Problem statement: Print every line of the listing below, starting with the line that holds "indicate the curly" and going on through the line that holds "indicate the splash", both included, and print nothing else.

Given data:
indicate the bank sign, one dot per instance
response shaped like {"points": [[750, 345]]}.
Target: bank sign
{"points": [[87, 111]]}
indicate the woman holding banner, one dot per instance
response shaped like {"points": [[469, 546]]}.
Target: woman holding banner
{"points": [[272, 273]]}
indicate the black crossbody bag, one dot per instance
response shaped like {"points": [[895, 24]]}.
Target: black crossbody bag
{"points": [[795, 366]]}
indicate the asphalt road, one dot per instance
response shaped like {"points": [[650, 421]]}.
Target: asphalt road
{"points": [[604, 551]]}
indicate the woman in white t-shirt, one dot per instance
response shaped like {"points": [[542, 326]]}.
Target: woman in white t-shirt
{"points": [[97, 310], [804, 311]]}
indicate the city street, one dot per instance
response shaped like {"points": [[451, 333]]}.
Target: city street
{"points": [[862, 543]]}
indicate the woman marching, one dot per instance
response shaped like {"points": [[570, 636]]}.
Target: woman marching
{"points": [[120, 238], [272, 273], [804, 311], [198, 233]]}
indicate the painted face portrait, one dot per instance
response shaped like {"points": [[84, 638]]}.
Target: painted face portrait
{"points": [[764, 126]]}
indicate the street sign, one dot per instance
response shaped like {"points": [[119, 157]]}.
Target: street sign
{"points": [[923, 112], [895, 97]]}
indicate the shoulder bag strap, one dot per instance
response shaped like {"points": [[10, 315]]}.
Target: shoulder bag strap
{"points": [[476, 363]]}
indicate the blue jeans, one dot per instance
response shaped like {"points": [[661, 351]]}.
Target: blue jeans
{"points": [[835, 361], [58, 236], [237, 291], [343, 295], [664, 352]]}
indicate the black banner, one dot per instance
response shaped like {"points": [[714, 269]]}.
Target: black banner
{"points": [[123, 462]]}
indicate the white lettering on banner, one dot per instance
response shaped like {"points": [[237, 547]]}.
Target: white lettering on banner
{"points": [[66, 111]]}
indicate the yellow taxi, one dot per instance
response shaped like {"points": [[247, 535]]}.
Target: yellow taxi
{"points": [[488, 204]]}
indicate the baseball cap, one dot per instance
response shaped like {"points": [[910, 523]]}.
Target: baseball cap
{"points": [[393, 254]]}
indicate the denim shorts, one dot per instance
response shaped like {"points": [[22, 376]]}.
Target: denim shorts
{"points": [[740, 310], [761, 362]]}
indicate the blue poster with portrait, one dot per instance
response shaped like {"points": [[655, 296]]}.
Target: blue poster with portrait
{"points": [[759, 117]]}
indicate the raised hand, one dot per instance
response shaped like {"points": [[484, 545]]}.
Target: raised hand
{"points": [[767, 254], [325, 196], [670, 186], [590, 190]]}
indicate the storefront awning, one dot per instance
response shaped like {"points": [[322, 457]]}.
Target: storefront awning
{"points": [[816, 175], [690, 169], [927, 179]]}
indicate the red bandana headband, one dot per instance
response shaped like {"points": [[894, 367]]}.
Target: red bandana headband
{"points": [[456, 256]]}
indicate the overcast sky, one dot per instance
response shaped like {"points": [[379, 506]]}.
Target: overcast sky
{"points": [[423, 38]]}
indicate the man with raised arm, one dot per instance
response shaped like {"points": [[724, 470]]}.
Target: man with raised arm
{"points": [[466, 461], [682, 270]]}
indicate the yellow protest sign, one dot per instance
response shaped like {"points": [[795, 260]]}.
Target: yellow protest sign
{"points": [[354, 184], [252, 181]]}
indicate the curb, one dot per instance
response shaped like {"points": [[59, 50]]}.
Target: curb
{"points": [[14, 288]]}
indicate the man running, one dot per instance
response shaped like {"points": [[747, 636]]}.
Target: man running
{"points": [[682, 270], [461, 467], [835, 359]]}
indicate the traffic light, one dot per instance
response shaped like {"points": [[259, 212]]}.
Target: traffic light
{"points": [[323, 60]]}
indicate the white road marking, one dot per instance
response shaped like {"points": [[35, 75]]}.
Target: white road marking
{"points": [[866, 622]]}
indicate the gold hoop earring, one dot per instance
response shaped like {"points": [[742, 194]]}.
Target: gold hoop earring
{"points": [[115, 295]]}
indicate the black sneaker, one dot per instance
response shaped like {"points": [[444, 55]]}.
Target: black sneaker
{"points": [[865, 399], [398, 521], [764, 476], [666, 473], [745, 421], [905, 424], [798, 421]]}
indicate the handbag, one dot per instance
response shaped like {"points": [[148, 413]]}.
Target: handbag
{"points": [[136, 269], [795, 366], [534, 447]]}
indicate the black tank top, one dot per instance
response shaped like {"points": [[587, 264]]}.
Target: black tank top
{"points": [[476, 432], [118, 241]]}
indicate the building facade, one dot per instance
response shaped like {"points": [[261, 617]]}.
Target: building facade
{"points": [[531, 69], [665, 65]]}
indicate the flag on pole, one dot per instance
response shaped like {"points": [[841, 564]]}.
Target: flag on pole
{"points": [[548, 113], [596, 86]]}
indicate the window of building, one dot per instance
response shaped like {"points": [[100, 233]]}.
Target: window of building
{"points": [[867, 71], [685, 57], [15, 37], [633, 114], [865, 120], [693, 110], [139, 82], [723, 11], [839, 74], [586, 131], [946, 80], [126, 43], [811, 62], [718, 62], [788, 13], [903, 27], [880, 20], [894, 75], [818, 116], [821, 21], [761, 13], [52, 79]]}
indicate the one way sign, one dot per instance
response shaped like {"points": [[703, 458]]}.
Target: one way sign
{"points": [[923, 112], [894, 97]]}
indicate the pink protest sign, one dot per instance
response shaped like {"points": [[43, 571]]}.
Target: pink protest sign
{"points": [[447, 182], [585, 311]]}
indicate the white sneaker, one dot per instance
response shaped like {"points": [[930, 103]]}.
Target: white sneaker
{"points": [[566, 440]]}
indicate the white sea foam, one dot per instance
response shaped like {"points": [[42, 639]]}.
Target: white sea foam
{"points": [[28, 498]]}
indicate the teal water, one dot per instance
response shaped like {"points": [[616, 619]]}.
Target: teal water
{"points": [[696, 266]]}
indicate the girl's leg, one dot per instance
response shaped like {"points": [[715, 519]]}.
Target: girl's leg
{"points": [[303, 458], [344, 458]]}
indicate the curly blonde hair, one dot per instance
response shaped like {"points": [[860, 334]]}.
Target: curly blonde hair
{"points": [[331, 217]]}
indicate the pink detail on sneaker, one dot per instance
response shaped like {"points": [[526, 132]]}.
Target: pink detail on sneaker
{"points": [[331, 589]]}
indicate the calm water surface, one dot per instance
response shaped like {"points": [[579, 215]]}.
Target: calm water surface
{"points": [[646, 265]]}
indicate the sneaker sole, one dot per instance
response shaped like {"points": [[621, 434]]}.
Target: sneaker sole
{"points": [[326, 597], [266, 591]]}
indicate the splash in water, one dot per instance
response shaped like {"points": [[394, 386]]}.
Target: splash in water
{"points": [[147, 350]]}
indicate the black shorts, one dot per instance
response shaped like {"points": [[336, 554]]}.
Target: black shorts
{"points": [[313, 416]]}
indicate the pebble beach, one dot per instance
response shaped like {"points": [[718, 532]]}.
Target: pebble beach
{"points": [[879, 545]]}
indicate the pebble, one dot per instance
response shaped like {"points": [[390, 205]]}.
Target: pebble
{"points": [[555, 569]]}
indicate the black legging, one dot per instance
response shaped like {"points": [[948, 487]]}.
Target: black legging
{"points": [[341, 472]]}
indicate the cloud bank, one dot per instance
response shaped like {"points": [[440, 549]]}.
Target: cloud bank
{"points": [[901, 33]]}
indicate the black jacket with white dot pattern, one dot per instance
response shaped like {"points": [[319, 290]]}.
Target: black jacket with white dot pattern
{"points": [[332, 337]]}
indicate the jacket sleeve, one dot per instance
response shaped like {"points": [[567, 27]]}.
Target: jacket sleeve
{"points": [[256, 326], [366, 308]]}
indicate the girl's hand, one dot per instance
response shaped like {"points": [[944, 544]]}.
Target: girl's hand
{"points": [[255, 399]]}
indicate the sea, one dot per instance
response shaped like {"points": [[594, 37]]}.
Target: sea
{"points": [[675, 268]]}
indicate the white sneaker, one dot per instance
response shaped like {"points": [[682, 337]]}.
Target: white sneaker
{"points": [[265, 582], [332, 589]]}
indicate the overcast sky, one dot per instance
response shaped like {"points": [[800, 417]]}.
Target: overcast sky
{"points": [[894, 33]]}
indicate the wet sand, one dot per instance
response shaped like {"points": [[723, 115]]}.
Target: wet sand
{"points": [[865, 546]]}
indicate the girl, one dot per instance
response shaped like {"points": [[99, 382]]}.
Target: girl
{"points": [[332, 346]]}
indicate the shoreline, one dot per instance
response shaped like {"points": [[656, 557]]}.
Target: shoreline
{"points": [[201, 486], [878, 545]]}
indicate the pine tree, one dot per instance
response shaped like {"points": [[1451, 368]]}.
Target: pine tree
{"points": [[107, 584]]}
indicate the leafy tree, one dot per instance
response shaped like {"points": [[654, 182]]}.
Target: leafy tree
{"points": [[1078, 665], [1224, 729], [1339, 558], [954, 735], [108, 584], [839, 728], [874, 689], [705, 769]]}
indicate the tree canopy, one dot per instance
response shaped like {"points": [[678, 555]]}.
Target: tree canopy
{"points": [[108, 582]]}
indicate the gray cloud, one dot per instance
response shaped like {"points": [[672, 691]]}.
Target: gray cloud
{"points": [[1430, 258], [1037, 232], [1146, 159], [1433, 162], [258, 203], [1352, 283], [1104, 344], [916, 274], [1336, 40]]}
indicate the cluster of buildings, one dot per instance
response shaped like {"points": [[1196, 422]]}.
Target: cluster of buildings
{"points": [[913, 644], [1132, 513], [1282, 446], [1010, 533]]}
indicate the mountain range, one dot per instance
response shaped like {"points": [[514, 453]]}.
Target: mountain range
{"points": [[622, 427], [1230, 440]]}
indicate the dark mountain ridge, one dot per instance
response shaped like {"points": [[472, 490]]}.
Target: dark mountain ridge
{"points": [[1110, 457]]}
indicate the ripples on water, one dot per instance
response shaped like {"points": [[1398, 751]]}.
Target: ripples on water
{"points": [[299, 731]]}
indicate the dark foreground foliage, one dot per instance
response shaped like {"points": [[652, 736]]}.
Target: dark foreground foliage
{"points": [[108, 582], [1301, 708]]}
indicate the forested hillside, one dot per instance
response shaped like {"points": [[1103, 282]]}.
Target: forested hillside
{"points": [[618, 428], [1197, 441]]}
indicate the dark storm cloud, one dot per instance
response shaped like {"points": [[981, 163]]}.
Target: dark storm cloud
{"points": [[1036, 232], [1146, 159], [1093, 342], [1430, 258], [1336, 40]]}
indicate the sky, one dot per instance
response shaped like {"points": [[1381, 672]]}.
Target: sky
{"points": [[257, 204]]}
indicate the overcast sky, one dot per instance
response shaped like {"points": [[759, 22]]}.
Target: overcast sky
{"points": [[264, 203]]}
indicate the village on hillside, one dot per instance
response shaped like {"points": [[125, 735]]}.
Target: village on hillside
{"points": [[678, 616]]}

Expected answer:
indicate the curly blonde hair, one dot per instance
response shaped like {"points": [[860, 334]]}.
Target: curly blonde hair
{"points": [[331, 217]]}
indicate the pink detail on sneaker, one dot per instance
response shaped like {"points": [[526, 132]]}.
Target: pink detail on sneaker
{"points": [[331, 589]]}
indicate the calm water surface, one dot per instance
response shaped like {"points": [[579, 215]]}.
Target: calm water surface
{"points": [[646, 265]]}
indicate the sneaker sole, one dot per instance
response shaped like {"points": [[621, 434]]}.
Target: sneaker sole
{"points": [[326, 597], [266, 591]]}
indicate the splash in water, one dot per instance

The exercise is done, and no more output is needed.